-------- TEXT UNDER STUDY --------
He was one of a handful of white inmates in a dorm with about 200 Latinos, violent gang members among them, records show. The gang members struck when a guard left to monitor an area about 75 feet away, where he couldn't see or hear those in McNamara's area.
Mike Cloud, another white inmate in the area, later testified that several gang members had the mistaken impression that McNamara was in jail on a child molestation charge, an offense that often results in retaliation from fellow inmates.
Cloud testified that when the guard left, the gang members singled out McNamara and got him down on the ground, then took turns jumping off a third-tier bunk and landing on his head. The attack went on for so long that "they got tired and took breaks before resuming," he said.
One of the inmates has since pleaded no contest to attempted murder and was sentenced to six years in state prison, according to a district attorney's spokeswoman.
Thadd McNamara didn't learn of the attack until days after it occurred. It was nearly a year before he saw his son. At first, jailers wouldn't grant him access while his son was in the hospital, he said. Later, Sean refused to see any family members -- a decision his father attributes to his altered mental state after the attack.
-------- SOURCE MATERIAL --------
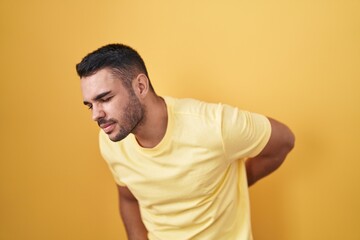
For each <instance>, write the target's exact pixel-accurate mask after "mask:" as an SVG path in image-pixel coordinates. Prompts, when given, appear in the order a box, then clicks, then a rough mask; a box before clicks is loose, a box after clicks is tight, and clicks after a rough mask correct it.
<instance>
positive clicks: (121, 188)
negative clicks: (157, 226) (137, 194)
--------
> [ASSIGNMENT]
Reproduce the passage about the jail attack, starting with "He was one of" and going on through "from fellow inmates.".

> [THE ANSWER]
He was one of a handful of white inmates in a dorm with about 200 Latinos, violent gang members among them, records show. The gang members struck when a guard left to monitor an area about 75 feet away, where he couldn't see or hear those in McNamara's area.
Mike Cloud, another white inmate in the area, later testified that several gang members had the mistaken impression that McNamara was in jail on a child molestation charge, an offense that often results in retaliation from fellow inmates.